ЗАДАНИЯ ДЛЯ ВЫПОЛНЕНИЯ
- 1) Процитируйте из отрывка о «Ласковом мае» участок от слов «- А сейчас на» до слов «уже не привлекали.» включительно.
- 2) Изложите содержание отрывка о «Ласковом мае» в двух предложениях.
- 3) Перепишите в виде списка абзац отрывка о «Ласковом мае», начинающийся словами «Чаще всего моя роль», сохранив его основные факты.

ФРАГМЕНТ ДОКУМЕНТА
*-*-*

Чаще всего моя роль сводилась к тому, что Разин представлял меня каким-то людям, как своего директора. Единожды, в свободное от основной работы время, я ездил на гастроли с
лучшей редакцией "Ласкового мая", с той, где выступал настоящий Юра Шатунов. Откровенная халтура под фонограмму постепенно выходила в тираж, зрители теряли интерес к группе, нужно
было изобретать какие-то приманки и примочки. Все ждали от меня сюрпризов, и я не обманул их ожиданий. Создание сенсаций из воздуха и нескольких произвольных пассов воображения не могло
обеспечить долговечного успеха, но заставить дышащую на ладан птицу удачи еще раз взмахнуть крыльями мне удалось.
- А сейчас на сцену выйдет курсант N-ского военного училища, рядовой Шатунов! Встречайте! - провозгласил я в микрофон, и со всех сторон хлынул поток писем, в которых все
спрашивали, в каком именно училище учится мечта всех подростков.
Интерес к его персоне был вновь возбужден, и его карьера продлилась еще какое-то время. Но агония "Ласкового мая" была неизбежна, и никто, в том числе и я, не мог бы остановить ее.
Разин был другого мнения и предложил мне поработать с ним над планом "выхода из кризиса", но я отказался, никакие суммы меня уже не привлекали.

*-*-*

ИМЕЮЩИЕСЯ ДАННЫЕ
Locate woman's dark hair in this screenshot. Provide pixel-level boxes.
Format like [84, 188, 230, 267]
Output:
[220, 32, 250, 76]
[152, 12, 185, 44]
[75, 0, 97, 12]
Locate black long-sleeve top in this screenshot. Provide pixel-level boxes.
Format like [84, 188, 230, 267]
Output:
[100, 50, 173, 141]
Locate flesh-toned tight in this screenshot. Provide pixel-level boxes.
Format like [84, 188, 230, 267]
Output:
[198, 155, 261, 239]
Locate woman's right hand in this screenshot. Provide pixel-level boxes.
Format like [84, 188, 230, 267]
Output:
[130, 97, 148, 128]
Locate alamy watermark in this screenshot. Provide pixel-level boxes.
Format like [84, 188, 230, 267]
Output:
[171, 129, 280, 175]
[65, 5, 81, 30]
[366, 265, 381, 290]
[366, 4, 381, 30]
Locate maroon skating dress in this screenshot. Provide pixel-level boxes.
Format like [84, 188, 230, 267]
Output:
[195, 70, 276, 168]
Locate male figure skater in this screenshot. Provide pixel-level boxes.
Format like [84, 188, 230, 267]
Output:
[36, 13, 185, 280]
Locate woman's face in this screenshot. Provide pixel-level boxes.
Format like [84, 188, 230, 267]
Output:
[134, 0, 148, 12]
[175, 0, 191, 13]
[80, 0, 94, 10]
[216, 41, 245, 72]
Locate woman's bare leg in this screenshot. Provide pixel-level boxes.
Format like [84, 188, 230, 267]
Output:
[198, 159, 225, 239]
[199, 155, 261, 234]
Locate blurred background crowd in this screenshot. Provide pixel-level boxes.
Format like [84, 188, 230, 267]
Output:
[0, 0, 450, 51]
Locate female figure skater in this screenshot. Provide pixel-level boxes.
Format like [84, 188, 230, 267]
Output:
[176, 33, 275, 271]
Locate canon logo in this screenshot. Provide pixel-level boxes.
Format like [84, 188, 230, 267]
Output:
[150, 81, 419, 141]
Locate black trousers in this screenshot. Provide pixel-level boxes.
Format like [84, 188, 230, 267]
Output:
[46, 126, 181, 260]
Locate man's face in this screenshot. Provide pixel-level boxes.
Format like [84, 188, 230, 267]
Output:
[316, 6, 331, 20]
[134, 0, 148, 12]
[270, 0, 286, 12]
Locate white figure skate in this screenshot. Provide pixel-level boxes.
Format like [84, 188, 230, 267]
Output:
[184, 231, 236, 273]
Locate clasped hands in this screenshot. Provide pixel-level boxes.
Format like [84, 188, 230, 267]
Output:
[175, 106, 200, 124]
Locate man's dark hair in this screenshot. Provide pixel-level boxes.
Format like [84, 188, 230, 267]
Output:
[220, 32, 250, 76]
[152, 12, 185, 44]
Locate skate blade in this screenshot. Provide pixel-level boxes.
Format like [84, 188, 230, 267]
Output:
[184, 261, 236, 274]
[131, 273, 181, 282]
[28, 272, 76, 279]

*-*-*

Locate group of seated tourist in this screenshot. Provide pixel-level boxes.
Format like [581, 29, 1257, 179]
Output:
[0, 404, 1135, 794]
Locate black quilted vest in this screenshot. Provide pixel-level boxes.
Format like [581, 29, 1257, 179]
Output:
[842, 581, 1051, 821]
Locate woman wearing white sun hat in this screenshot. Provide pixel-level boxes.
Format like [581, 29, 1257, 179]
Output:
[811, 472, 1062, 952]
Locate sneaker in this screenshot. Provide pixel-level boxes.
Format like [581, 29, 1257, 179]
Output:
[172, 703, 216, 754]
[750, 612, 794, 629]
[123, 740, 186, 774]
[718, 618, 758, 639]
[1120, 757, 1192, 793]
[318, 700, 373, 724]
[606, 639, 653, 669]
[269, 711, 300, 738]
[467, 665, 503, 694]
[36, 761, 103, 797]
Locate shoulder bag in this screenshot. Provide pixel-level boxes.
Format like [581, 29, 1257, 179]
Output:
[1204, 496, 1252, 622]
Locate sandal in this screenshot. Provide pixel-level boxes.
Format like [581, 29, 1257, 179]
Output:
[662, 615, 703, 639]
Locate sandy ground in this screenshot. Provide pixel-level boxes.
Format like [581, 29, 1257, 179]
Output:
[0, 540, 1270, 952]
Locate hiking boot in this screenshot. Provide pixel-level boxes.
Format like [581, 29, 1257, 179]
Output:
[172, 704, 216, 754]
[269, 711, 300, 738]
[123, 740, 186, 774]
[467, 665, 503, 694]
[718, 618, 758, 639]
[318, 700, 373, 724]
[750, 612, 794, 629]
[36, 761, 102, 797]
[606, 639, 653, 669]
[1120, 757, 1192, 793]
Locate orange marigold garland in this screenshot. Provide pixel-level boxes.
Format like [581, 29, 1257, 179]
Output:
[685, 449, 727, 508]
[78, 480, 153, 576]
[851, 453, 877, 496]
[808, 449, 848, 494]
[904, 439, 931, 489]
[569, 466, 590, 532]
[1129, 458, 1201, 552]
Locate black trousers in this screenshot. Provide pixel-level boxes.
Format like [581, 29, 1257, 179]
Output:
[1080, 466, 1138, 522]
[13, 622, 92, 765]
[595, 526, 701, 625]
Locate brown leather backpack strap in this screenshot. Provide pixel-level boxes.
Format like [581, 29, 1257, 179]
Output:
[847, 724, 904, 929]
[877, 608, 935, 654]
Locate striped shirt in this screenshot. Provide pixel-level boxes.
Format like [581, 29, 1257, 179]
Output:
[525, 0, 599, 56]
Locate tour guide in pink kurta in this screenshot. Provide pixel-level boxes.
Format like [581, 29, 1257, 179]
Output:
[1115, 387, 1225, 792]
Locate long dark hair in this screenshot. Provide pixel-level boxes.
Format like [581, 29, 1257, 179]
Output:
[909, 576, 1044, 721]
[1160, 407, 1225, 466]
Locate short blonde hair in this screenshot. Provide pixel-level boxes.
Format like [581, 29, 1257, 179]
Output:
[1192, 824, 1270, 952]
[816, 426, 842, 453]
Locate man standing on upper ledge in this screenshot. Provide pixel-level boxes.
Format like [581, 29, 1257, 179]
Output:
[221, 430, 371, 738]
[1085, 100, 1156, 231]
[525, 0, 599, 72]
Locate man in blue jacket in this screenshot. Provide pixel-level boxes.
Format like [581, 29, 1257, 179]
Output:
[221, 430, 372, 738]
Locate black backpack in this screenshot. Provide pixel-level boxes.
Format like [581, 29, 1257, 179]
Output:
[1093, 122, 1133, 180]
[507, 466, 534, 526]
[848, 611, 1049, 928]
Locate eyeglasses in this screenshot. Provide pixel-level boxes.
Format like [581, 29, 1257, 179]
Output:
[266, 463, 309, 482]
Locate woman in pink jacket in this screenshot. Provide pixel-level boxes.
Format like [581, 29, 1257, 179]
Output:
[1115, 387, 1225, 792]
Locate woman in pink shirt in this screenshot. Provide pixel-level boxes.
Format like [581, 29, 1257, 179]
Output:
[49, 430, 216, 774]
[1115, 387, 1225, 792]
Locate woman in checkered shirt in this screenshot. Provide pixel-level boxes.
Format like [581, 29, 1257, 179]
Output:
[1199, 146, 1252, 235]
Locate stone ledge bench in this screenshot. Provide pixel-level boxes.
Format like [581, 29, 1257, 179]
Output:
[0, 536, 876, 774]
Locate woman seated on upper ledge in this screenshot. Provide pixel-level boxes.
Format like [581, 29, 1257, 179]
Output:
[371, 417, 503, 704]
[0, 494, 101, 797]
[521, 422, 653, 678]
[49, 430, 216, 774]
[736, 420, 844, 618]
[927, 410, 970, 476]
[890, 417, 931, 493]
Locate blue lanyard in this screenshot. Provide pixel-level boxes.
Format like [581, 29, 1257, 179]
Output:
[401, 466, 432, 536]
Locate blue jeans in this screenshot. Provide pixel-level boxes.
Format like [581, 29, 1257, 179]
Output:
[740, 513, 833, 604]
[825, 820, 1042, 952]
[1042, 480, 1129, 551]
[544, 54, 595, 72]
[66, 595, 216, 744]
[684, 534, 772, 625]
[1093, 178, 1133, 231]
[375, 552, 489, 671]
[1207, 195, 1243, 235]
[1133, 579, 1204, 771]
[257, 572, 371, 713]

*-*-*

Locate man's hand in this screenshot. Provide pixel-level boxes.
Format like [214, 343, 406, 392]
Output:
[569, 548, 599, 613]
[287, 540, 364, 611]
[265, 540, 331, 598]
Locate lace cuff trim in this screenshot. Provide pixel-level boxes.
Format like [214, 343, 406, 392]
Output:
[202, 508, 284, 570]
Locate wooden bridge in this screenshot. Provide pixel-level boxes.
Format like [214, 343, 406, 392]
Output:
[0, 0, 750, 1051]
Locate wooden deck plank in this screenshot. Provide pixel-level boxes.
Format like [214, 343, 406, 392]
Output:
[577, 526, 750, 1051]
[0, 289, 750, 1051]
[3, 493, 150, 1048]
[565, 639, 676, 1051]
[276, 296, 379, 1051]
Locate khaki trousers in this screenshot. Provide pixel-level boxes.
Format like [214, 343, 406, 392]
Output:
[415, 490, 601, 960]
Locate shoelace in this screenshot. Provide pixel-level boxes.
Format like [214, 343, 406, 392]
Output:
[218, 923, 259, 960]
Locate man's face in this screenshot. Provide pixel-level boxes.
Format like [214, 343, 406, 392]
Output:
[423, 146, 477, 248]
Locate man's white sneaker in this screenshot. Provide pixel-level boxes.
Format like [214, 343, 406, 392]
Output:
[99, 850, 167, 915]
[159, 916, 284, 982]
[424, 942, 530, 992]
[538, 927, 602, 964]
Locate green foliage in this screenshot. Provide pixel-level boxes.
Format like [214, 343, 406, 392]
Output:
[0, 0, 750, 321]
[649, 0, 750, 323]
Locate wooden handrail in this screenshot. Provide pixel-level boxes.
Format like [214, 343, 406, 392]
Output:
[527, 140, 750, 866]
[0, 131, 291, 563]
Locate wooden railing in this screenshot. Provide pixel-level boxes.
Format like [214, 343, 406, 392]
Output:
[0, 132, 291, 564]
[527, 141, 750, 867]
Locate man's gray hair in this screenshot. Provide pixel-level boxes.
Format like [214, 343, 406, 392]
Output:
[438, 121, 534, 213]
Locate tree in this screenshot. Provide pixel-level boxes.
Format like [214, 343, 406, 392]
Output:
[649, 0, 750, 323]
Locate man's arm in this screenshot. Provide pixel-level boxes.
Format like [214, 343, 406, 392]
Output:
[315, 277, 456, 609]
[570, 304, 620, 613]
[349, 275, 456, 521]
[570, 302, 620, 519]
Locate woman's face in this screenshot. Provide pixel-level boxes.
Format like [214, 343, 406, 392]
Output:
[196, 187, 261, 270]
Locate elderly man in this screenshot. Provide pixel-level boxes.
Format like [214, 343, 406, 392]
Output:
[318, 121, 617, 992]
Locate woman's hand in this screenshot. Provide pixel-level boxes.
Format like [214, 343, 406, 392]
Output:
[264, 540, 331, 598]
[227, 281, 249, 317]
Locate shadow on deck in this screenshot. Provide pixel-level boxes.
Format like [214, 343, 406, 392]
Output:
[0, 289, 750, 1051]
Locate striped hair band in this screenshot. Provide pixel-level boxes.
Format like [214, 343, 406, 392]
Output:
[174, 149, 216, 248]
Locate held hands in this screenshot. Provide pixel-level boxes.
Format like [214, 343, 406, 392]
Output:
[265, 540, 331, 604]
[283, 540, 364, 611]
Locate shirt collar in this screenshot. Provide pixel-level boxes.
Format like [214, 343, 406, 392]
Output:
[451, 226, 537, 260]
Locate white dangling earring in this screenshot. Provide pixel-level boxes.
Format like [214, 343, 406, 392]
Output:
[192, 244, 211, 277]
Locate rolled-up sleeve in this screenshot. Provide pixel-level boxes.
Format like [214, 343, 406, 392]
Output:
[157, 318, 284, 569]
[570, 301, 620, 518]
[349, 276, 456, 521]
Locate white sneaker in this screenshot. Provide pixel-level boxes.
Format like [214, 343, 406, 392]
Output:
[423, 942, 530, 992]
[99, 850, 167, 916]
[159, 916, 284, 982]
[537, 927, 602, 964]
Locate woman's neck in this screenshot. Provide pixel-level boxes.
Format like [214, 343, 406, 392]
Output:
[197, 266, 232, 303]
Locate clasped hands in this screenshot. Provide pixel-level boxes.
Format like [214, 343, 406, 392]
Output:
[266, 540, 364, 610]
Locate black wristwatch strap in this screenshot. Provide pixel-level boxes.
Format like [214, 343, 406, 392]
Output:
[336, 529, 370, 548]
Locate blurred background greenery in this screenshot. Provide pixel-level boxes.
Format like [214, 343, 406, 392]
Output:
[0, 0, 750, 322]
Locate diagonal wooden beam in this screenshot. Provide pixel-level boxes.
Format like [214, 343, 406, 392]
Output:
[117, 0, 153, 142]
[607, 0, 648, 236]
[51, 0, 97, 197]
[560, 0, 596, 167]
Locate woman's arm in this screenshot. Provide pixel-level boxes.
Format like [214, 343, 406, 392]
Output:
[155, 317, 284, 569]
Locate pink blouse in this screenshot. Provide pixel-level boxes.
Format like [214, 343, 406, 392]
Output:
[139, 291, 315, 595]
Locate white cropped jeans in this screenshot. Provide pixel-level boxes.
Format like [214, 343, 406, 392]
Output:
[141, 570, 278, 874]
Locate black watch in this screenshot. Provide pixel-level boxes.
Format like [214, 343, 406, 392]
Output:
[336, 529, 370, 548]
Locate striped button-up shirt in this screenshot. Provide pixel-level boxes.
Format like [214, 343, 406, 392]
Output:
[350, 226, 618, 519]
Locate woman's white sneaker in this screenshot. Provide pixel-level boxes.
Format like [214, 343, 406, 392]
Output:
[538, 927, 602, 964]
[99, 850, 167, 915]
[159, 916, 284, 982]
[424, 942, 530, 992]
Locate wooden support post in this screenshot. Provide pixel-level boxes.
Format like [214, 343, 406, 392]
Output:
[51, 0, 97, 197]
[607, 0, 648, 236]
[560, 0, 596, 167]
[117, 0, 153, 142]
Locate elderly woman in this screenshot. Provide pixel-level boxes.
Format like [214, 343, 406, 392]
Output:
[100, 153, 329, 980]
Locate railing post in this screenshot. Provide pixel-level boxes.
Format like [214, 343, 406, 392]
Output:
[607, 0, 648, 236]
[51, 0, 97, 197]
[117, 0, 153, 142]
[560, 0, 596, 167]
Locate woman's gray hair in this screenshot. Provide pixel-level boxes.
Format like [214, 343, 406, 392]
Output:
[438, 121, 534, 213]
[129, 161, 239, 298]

*-*-*

СПИСОК ОТВЕТОВ
- 1)
- А сейчас на сцену выйдет курсант N-ского военного училища, рядовой Шатунов! Встречайте! - провозгласил я в микрофон, и со всех сторон хлынул поток писем, в которых все
спрашивали, в каком именно училище учится мечта всех подростков.
Интерес к его персоне был вновь возбужден, и его карьера продлилась еще какое-то время. Но агония "Ласкового мая" была неизбежна, и никто, в том числе и я, не мог бы остановить ее.
Разин был другого мнения и предложил мне поработать с ним над планом "выхода из кризиса", но я отказался, никакие суммы меня уже не привлекали.

- 2) Рассказчик, которого Разин чаще всего представлял как своего директора, однажды поехал на гастроли с «Ласковым маем», когда зрители теряли интерес к группе, и объявил Шатунова курсантом военного училища, после чего хлынул поток писем, а карьера Шатунова продлилась ещё на какое-то время. Однако агония группы была неизбежна, и от предложения Разина поработать над планом «выхода из кризиса» рассказчик отказался.

- 3)
- Разин чаще всего представлял рассказчика людям как своего директора.
- Однажды, в свободное от основной работы время, рассказчик ездил на гастроли с лучшей редакцией «Ласкового мая», где выступал настоящий Юра Шатунов.
- Халтура под фонограмму выходила в тираж, зрители теряли интерес к группе, и требовались новые приманки.
- От рассказчика ждали сюрпризов, и он оправдал ожидания.
- Сенсации из воздуха не могли обеспечить долговечного успеха, но ему удалось ещё раз поддержать угасающую удачу группы.